AIM OF THE TASK:
Extend the article about the Hastings and Rye Palestine solidarity protest, picking up after its final sentence.

PASSAGE:
┌──

From a previous protest

“I thought the protest was really well attended,” Ms Colley told Hastings In Focus. “Those who came were in good spirits and donated incredibly generously; we raised £536 in an hour for Medical Aid for Palestinians, a British charity providing vital support for health facilities and professionals now working to alleviate the crisis in Gaza.”

“We made a lot of noise today: we banged our drums, we stopped the traffic and we chanted loudly for the rights of all Palestinians. Cars and busses honked their horns in solidarity and even when the heavens opened and it poured down, not one person stopped chanting. It was an incredible atmosphere. So uplifting!

“It made me realise as we were walking through the rain that whatever we go through is nothing compared to what the Palestinian’s are facing; there were times when I couldn’t even speak from the rain, but really it’s nothing to what they are facing.”

The Hastings and Rye Palestine Solidarity Campaign was founded in 2014; it was three years ago that Katy became involved.

“I’ve been on this journey 20 years altogether” said Katy. “I’m Jewish myself, and you might say I’m from a pro-Zionist background. But growing up and even at school a lot of people don’t know where to find the information. Once I started finding it I found the truth and now other people are learning it with me.

“We have had a flood of new members in the last two weeks. What we have achieved is really outstanding; social media was what allowed it to come together. We livestreamed the protest, and we saw that as were doing it we were being watched by people all the way in Gaza.

Protesters march through the rain in support of Palestine.

“It’s the injustice of it all,” says Katy. “I think people are realising that. And once you know too much you can’t turn back; your own knowledge is too great.”

Some may ask what business this conflict is of two foreign nations at the end of the Mediterranean to do with Britain? To this, says Ms Weitz: “We have many trade deals with Israel; we sell arms to them to be used against Palestinians and we train our troops together. There is also the matter of the Balfour Declaration, which Palestinians to this day deem their greatest betrayal.”

└──

STORED DATA:

┌──

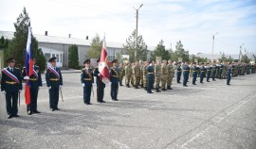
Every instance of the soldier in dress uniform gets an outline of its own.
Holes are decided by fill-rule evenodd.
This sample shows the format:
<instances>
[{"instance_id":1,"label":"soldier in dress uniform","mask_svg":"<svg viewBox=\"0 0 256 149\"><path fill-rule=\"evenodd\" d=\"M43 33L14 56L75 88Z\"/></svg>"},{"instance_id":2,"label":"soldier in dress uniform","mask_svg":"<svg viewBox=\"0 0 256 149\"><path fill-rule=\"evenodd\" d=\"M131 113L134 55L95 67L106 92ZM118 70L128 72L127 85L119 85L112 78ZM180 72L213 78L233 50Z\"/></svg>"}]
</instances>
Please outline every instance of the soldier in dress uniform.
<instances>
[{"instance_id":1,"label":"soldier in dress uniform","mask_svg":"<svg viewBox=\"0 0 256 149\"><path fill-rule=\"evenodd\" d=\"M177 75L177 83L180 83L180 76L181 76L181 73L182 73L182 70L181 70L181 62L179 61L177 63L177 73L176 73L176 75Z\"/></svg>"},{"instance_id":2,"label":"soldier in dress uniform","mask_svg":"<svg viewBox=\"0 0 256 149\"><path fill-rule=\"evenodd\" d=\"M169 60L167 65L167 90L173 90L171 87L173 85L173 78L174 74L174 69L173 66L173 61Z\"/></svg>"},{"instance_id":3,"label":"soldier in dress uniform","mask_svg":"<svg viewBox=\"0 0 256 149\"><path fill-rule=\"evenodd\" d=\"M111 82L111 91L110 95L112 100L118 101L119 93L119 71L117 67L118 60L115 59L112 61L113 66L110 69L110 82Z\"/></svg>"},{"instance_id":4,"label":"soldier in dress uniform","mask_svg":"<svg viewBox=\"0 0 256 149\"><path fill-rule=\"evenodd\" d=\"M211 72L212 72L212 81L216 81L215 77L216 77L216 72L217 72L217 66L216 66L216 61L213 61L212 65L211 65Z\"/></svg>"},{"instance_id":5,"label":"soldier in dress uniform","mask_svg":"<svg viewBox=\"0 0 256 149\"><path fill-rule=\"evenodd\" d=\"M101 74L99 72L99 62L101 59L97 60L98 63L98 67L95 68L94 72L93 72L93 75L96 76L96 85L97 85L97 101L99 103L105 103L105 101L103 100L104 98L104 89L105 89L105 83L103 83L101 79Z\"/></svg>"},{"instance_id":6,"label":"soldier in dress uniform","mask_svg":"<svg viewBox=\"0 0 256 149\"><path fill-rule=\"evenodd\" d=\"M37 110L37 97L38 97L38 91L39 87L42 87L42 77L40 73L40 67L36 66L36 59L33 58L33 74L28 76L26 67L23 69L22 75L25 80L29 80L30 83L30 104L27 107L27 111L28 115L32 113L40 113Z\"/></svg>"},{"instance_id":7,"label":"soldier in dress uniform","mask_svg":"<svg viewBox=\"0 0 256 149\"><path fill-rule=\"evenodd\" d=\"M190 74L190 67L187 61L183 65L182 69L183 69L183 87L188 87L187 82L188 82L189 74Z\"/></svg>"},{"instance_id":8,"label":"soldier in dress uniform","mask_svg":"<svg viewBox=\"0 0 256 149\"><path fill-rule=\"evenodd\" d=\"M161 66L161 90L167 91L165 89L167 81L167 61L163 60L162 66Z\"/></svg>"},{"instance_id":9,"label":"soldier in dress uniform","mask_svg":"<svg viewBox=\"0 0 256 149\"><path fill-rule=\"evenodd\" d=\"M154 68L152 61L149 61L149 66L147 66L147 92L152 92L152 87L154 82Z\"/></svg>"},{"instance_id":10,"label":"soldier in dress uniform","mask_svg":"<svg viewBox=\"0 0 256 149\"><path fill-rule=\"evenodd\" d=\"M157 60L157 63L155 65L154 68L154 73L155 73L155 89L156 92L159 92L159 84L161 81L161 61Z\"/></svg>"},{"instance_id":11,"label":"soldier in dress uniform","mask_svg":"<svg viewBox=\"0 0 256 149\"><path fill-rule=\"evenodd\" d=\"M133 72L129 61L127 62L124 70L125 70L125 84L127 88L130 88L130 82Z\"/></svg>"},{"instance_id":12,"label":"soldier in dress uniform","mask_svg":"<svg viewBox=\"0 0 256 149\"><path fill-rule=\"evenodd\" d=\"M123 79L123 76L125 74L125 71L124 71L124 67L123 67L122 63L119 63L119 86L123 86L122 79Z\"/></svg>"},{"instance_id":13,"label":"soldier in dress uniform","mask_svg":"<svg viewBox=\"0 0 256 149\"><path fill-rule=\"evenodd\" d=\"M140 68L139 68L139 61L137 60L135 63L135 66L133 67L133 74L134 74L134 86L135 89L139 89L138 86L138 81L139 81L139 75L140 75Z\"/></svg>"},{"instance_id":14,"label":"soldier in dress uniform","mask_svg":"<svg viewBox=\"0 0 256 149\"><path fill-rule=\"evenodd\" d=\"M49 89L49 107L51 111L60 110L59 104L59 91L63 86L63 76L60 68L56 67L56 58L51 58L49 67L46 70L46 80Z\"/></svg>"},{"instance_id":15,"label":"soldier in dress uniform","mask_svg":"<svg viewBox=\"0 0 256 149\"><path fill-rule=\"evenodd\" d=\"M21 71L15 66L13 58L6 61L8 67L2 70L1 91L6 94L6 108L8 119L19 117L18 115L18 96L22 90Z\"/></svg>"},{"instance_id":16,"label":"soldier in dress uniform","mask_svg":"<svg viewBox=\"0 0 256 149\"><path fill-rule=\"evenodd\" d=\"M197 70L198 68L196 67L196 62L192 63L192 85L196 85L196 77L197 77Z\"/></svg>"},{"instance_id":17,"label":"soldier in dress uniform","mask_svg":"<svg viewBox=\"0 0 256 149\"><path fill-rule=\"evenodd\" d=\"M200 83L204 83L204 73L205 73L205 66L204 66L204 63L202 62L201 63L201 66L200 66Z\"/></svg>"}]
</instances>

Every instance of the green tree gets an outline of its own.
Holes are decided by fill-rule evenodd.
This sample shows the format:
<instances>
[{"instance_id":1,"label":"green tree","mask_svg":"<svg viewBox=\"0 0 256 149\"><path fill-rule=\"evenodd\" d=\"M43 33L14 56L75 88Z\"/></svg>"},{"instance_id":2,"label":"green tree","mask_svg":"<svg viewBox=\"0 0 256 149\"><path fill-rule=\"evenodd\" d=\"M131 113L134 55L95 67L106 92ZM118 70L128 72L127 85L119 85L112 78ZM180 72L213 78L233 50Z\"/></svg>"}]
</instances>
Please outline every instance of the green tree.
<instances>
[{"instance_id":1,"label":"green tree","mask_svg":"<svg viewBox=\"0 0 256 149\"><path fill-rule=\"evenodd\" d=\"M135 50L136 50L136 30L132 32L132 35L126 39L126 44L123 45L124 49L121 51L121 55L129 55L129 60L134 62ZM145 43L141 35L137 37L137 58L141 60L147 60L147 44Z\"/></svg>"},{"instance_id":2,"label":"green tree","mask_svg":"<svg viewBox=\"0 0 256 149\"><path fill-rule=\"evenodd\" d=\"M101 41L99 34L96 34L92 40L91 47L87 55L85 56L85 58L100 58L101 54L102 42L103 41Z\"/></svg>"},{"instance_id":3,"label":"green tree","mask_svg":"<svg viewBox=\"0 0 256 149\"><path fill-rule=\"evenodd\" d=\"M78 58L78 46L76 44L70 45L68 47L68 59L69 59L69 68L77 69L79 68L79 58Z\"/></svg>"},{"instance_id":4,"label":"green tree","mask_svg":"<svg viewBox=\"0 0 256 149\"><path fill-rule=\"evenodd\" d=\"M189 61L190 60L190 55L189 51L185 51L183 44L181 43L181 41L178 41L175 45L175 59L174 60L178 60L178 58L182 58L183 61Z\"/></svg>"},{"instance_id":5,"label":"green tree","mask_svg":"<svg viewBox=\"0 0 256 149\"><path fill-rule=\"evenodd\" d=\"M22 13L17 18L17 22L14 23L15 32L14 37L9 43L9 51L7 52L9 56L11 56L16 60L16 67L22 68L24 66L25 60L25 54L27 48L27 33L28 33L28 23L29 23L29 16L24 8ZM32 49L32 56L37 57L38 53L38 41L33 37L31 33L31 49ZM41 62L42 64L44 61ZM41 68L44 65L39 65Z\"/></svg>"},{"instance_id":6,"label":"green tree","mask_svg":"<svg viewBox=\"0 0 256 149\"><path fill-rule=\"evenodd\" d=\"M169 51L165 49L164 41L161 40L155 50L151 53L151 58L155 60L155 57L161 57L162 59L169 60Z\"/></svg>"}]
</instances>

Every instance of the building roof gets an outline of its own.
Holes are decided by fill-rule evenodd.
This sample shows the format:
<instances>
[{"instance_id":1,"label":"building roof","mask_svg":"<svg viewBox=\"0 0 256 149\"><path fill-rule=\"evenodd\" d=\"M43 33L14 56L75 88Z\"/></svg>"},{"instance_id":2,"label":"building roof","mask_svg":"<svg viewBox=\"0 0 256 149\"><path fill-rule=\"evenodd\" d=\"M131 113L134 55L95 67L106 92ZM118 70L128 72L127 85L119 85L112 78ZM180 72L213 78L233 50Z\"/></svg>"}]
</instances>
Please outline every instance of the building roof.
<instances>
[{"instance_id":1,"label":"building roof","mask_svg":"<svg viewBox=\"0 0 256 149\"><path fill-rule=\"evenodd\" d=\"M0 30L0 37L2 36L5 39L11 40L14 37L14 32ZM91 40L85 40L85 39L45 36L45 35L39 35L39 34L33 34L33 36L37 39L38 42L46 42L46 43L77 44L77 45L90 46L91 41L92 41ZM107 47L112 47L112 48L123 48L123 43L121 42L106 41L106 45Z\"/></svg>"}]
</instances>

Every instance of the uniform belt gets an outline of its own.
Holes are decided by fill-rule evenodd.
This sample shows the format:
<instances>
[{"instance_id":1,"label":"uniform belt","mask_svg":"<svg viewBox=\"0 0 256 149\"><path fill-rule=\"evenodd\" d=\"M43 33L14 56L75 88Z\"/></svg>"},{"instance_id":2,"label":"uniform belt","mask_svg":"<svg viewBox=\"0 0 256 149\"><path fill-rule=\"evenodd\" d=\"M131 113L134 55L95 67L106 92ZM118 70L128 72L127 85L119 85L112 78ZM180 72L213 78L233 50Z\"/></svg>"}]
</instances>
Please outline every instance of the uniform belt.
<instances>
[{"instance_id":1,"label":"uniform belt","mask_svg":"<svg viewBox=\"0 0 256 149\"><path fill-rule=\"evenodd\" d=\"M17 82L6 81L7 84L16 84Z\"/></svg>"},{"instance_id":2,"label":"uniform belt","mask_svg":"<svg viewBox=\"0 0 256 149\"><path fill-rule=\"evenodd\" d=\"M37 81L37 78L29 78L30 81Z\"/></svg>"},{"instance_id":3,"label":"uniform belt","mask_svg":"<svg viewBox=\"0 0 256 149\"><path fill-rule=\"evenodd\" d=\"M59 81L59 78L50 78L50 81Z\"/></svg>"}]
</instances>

└──
┌──

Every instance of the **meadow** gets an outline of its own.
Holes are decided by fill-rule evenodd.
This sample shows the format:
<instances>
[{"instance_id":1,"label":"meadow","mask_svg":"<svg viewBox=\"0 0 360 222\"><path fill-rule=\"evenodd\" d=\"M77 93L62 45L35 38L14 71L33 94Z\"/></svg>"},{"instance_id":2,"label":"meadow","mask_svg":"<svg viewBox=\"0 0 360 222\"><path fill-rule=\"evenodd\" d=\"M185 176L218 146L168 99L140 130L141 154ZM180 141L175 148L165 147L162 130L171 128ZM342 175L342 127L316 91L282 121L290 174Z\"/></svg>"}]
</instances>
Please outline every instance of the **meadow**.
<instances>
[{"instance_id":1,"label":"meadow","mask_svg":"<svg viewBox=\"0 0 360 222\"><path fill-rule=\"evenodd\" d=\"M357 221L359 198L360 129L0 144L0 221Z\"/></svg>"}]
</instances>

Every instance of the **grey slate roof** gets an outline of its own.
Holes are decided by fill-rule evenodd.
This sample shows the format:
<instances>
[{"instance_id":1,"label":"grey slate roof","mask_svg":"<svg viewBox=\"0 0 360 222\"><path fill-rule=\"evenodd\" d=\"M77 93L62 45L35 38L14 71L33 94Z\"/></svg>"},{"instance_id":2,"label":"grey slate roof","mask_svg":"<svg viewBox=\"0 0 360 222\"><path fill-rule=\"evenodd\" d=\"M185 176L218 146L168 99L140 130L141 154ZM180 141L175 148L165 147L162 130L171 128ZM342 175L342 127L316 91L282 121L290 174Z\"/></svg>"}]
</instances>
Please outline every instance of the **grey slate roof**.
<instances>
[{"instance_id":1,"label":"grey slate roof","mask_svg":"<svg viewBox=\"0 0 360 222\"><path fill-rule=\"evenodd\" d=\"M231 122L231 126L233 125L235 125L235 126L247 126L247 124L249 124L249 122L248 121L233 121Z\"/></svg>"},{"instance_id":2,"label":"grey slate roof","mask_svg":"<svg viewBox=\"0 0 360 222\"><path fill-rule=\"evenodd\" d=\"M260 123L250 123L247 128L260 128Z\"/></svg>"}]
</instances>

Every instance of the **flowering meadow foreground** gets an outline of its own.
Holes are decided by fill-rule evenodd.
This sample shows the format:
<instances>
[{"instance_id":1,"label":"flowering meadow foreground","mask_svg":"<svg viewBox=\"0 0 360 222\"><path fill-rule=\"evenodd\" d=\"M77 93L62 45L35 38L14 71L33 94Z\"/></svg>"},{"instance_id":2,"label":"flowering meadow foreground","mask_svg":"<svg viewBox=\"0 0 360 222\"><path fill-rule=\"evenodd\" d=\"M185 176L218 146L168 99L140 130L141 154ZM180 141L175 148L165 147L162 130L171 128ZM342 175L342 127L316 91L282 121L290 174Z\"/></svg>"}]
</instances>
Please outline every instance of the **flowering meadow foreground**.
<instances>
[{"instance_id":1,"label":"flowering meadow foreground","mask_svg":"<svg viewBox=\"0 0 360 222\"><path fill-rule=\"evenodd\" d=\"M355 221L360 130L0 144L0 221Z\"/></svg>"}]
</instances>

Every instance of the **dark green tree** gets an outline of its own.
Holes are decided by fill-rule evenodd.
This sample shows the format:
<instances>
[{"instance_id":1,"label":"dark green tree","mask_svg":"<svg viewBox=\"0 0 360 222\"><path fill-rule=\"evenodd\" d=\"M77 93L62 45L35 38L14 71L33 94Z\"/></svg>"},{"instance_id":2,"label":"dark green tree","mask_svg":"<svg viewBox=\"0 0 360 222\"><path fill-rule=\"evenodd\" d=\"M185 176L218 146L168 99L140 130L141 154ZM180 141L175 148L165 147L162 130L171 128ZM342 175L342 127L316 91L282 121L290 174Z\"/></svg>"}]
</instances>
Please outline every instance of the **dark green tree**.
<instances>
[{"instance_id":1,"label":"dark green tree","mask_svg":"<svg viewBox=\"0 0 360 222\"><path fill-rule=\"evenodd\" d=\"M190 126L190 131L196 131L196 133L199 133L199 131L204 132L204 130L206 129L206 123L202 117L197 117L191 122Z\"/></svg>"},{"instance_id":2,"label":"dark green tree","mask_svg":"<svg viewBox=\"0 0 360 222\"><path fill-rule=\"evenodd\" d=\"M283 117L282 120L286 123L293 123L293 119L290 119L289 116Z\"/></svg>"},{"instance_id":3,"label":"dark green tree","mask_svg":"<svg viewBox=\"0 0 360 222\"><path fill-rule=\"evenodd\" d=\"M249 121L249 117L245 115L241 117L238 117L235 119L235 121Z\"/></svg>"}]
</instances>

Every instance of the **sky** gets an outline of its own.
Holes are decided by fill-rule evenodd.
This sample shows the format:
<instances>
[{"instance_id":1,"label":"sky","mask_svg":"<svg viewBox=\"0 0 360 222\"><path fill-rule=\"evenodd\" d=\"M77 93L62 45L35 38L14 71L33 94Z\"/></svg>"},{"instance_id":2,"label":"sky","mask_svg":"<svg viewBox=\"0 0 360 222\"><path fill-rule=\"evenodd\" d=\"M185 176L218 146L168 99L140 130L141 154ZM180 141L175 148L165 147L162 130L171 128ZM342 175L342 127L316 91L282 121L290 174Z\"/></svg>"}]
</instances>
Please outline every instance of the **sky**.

└──

RESPONSE:
The Balfour Declaration though essentially now forgotten in the UK could be said to be the origin of this entire conflict. It supported a “national home for the Jewish people” in the land of the Palestinians where only a small Jewish minority lived and which was then part of the collapsing Ottoman Empire.

As the the government continues to sell arms to Israel, Ms Colley does not expect them to change. She credits however the growing movements within the western world such as BLM and the use of social media with causing change: “people around the world are becoming aware of the injustices they themselves face and because of this they are also becoming aware of the injustices of other people.

“I strongly believe we have reached a tipping point and that this is an unstoppable movement,” said Katy in an email. And indeed as discontent grows around the world it may well be.

“As long as we aren’t frightened of false accusations of supporting terrorism or anti-semitism then I think we can achieve a lot. It is the Palestinian people who we are supporting, people like you and me.”

Of the ceasefire, she says: “You can call a ceasefire on shooting but there is no ceasefire on apartheid and occupation. There are two million Palestinians living in the largest open air prison in the world in Gaza today. Until they and all Palestinians are free and have full rights, this must continue.”

“We will be doing more throughout the year,” says Katy. “In July we have something very special planned but we cannot reveal anything yet.”